### WRITTEN PROBLEM A
Pull out every line of the records that contains the string "wheel". Case counts.

--- Start of SOURCE EXTRACT ---

Zaporizke (former Vasylivka, Engelhardt-Vasylivka) is a village in Ukraine, in Kryvyi Rih Raion of Dnipropetrovsk Oblast (region).
[citation needed] The village is in the south-western part of Dnipropetrovsk region, in the north of Sofiyivka area, on the Kam'yanka river.
In 1786 a German landlord Vasil Engelhardt got six thousand acres of land along the river Kam'yanka and founded the village.
Engelhardt' son General Vasil inherited the land and built two mills (currently the farm) on the right bank of the Kam'yanka river.
[3] As of 1886 the village was the center of Engelhardt-Vasilyvka district, Verkhnodniprovsk uyezd, Yekaterinoslav Governorate and counted to 364 people, 114 farm yard, Orthodox Church.
"Lousy (Voshiva)" – on the right side of the landlord's pond where two families began to build their houses and clang to this place like lice.
In December 1917, the Council of Peasants' Deputies was elected in the village, which included I. I. Garkusha, Z. T. Babenko, S. M. Kolisnyk, G. S. Pylypenko and others.

--- End of SOURCE EXTRACT ---
--- Start of INFORMATION GIVEN ---

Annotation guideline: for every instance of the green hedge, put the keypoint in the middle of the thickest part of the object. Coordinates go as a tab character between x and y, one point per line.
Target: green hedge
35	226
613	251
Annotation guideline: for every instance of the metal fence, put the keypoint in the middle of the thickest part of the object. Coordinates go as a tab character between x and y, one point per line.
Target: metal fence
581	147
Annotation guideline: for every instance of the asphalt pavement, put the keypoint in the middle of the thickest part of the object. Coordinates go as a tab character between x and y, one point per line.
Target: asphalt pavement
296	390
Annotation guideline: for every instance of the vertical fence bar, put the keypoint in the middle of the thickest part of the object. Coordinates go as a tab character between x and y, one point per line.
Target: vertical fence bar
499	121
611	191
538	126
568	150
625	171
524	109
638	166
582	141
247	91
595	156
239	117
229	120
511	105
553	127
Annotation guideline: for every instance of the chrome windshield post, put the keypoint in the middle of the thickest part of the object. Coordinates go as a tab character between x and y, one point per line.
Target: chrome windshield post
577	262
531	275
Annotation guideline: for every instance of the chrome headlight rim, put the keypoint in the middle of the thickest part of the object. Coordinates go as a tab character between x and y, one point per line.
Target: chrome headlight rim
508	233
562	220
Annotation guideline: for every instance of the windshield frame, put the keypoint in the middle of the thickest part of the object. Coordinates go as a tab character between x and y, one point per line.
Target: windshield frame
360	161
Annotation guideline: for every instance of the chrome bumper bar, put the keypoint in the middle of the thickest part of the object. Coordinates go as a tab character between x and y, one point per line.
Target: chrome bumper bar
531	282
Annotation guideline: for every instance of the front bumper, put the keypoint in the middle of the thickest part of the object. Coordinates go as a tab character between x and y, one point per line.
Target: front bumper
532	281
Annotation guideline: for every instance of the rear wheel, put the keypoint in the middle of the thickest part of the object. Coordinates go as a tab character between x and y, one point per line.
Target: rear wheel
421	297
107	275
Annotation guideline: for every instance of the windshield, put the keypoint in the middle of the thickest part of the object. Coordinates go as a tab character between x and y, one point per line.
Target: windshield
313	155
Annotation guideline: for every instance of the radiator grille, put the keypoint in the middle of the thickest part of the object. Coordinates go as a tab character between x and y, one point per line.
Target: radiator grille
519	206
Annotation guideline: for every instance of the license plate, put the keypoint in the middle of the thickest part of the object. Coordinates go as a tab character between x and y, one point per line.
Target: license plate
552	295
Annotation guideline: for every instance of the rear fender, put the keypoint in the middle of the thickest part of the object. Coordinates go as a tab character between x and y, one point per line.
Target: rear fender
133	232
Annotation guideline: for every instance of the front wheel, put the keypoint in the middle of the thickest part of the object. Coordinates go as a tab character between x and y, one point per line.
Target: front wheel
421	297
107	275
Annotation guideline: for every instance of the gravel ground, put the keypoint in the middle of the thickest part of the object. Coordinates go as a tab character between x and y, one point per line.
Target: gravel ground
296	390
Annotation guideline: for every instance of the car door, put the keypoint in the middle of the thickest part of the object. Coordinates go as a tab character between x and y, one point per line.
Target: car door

--- End of INFORMATION GIVEN ---

### WRITTEN PROBLEM B
Using the article on the village, answer each question on its own line with the matching mark.
(i) In what year did Vasil Engelhardt found the village?
(ii) How many people did the village count as of 1886?
(iii) In what month and year was the Council of Peasants' Deputies elected in the village?

### EXERCISE RESPONSE A
Annotation guideline: for every instance of the rear wheel, put the keypoint in the middle of the thickest part of the object. Coordinates go as a tab character between x and y, one point per line.
Target: rear wheel
Annotation guideline: for every instance of the front wheel, put the keypoint in the middle of the thickest part of the object. Coordinates go as a tab character between x and y, one point per line.
Target: front wheel

### EXERCISE RESPONSE B
(i) 1786
(ii) 364
(iii) December 1917